* Task directions *
Copy out only those lines running from the line with "Where can you find the rear" to the end of the listing, keeping each one exactly as it is.

* BEGIN Material for this exercise *

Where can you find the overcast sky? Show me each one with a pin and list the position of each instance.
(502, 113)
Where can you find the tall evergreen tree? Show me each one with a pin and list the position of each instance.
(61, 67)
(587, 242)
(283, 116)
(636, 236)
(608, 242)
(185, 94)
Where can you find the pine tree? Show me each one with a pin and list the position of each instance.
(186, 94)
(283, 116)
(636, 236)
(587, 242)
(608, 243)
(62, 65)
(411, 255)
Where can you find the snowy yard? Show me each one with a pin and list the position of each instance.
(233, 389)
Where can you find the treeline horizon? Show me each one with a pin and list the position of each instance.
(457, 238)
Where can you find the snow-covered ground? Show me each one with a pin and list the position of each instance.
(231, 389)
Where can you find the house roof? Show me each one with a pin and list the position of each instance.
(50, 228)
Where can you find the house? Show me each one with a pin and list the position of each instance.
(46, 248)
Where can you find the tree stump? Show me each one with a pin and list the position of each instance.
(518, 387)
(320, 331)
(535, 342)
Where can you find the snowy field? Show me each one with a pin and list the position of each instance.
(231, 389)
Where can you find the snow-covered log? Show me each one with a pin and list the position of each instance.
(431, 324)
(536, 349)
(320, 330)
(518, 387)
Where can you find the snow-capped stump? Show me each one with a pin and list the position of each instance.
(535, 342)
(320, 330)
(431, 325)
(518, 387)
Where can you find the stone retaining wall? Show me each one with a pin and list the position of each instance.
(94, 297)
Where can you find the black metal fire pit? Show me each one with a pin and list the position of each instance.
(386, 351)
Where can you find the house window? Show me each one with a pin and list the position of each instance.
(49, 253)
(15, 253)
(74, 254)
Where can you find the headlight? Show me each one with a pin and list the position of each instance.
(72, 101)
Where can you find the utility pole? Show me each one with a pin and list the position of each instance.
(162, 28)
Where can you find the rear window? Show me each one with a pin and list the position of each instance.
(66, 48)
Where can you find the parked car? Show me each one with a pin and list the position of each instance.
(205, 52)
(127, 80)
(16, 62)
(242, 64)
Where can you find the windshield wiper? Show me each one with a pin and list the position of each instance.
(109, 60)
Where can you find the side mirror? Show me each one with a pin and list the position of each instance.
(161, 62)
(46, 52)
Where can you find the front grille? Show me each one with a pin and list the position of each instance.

* END Material for this exercise *

* The reply *
Where can you find the rear window? Show me each one with a pin and list the position of each instance.
(66, 48)
Where can you find the parked car? Show me each one with a pin and list the position of each instance.
(205, 52)
(127, 80)
(16, 62)
(242, 64)
Where can you find the windshield wiper? Show me each one with a pin and list the position of each instance.
(109, 60)
Where can you find the side mirror? Show me each one with a pin and list the position of each instance.
(161, 62)
(46, 52)
Where can you find the front grille? Show me each one with a pin and list the position of each instance.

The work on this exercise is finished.